[The data]
=== Begin Enclosure ===

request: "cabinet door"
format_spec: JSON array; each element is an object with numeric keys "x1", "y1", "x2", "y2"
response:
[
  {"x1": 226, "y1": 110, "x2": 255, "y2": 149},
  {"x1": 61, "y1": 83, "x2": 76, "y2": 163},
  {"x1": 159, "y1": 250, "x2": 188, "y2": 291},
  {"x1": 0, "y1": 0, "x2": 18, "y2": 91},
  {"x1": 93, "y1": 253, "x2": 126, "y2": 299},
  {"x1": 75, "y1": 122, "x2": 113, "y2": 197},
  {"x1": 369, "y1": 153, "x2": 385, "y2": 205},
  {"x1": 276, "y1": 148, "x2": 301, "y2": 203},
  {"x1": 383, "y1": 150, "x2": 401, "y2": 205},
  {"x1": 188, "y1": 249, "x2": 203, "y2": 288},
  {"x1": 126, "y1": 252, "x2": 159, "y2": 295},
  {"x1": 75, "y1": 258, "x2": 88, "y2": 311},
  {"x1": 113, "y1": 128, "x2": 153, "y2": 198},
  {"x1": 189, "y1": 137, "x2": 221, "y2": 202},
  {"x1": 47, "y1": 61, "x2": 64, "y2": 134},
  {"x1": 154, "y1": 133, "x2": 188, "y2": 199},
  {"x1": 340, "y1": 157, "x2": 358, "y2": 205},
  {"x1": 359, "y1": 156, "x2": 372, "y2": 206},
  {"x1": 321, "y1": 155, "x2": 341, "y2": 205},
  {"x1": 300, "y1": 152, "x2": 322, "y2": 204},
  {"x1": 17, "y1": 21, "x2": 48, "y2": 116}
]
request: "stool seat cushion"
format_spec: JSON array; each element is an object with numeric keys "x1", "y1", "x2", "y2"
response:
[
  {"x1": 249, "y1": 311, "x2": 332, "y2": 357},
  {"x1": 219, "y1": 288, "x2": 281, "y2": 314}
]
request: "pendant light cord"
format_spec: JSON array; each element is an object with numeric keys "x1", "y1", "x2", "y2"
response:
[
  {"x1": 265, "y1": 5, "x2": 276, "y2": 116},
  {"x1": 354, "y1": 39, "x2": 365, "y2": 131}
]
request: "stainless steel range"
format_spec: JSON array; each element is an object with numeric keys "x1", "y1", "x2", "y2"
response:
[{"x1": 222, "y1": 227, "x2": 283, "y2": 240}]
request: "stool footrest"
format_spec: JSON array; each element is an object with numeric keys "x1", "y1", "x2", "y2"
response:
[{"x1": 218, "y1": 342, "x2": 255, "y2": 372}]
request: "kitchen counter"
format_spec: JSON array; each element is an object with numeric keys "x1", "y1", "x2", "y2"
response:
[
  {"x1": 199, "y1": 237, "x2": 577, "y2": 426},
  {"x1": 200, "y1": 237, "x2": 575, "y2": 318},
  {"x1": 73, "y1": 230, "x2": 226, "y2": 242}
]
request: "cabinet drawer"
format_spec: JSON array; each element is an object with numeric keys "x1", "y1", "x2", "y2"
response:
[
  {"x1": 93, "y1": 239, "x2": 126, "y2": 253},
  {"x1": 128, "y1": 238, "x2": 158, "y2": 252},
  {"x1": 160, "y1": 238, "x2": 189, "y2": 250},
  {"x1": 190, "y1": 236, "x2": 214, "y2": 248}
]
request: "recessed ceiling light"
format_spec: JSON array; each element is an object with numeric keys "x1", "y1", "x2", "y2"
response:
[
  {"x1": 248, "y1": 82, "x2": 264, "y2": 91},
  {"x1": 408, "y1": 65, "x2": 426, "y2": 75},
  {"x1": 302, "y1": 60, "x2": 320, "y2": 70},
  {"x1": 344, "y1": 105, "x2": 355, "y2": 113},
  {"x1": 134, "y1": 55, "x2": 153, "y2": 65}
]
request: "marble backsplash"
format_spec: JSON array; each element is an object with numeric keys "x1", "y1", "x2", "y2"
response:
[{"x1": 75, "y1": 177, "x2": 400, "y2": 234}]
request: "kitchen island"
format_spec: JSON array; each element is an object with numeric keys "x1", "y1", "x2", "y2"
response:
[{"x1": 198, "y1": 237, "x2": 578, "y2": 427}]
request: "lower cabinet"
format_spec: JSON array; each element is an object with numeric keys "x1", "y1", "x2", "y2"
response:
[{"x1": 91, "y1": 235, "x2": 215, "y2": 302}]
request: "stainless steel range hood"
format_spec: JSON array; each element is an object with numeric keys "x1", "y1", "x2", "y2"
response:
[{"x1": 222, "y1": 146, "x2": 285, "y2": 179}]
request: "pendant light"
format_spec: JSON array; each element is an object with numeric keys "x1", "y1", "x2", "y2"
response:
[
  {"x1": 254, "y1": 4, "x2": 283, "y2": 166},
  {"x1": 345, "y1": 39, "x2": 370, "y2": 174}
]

=== End Enclosure ===
=== Begin Enclosure ===

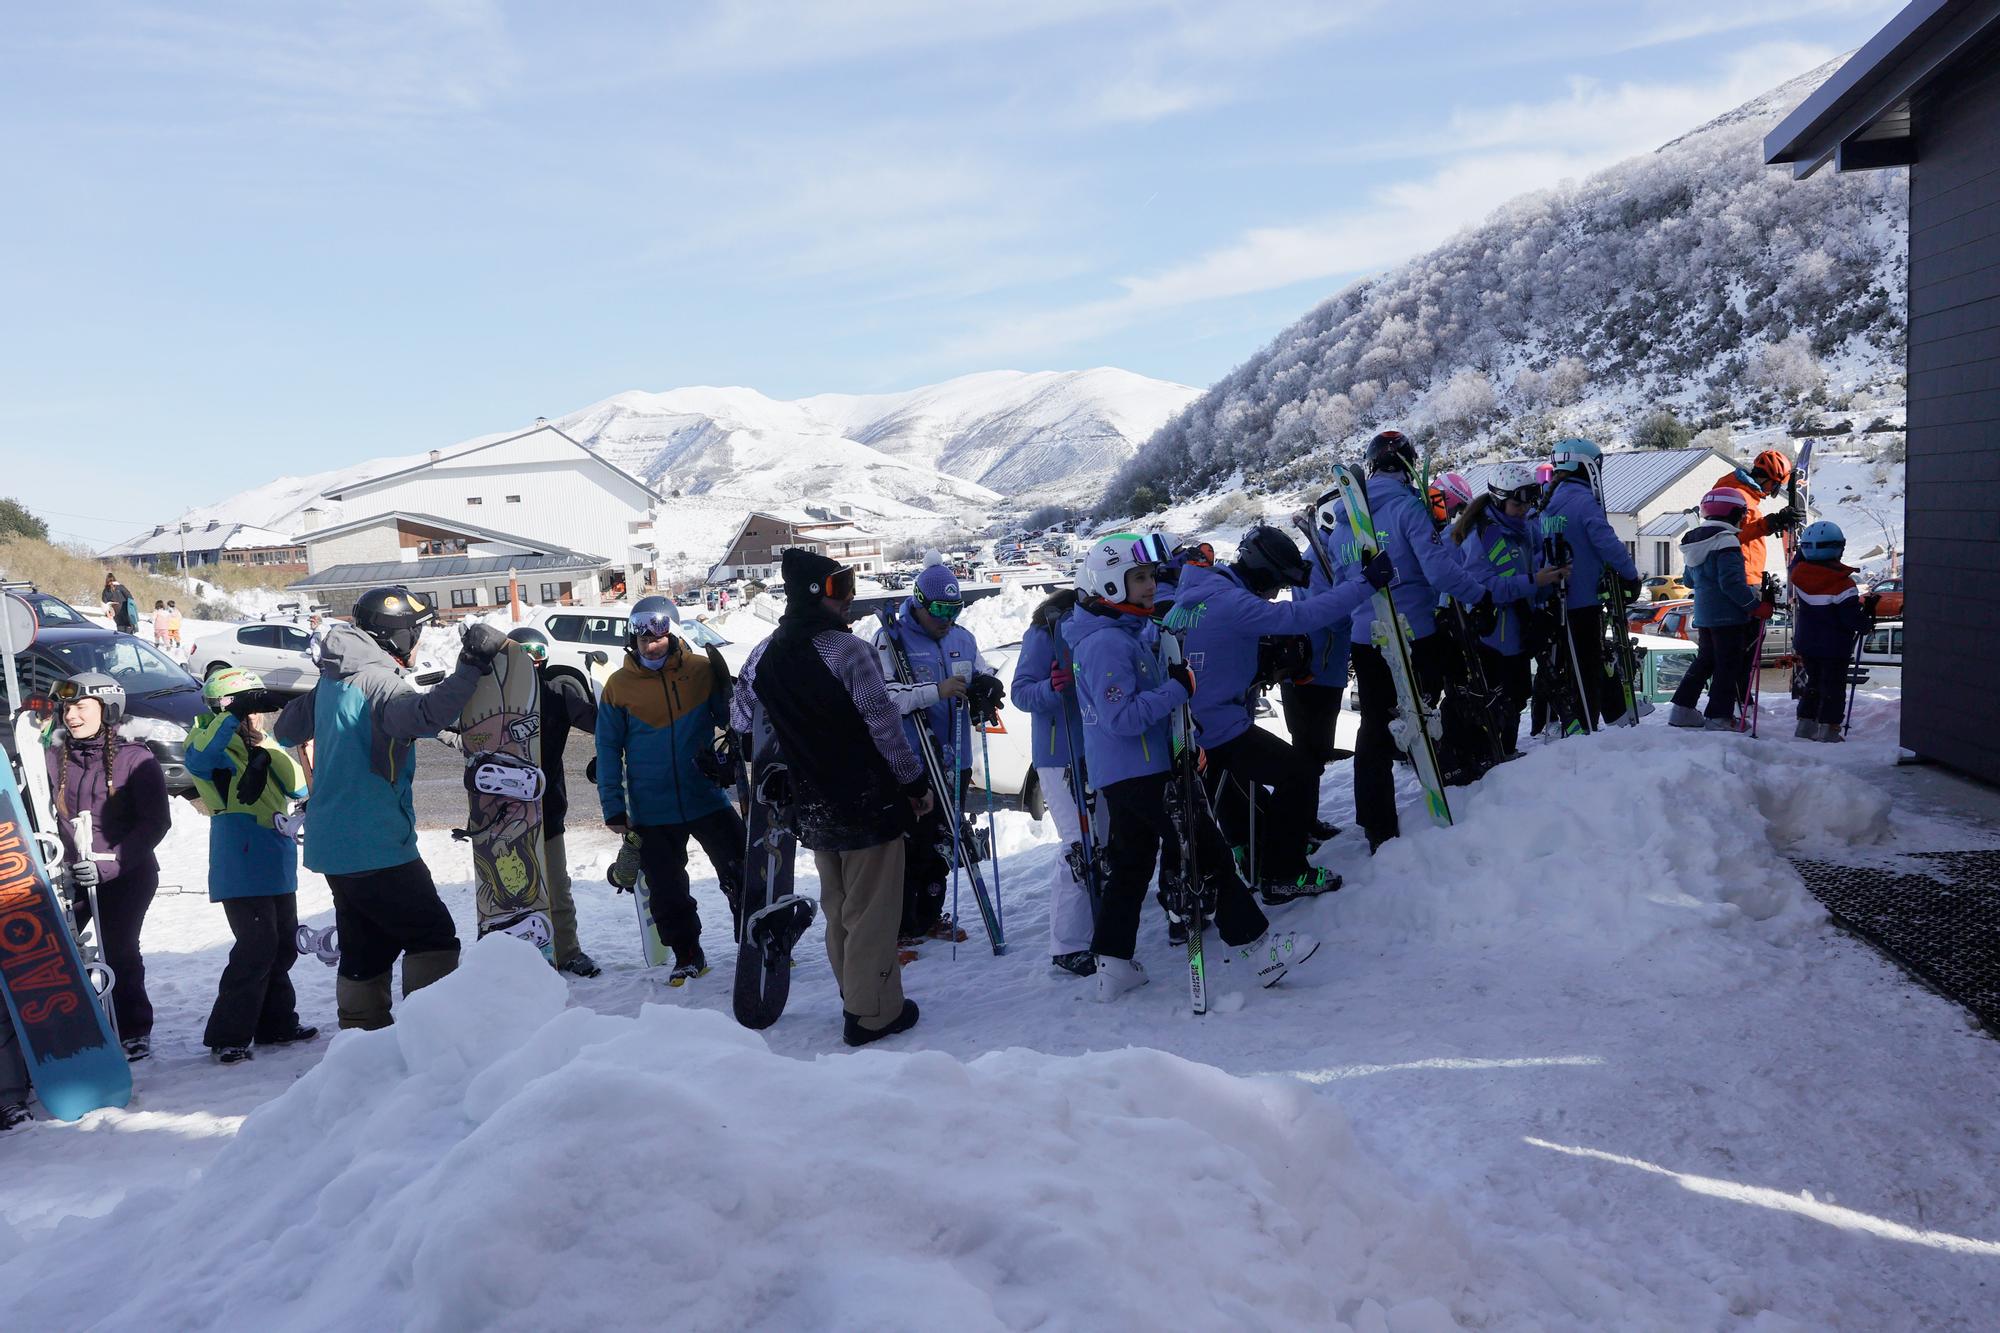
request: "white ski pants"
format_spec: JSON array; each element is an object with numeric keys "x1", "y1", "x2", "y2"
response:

=== End Enclosure ===

[Task statement] Copy each line of the data that includes the word "range".

[Answer for the task]
request: "stainless steel range"
request: "stainless steel range hood"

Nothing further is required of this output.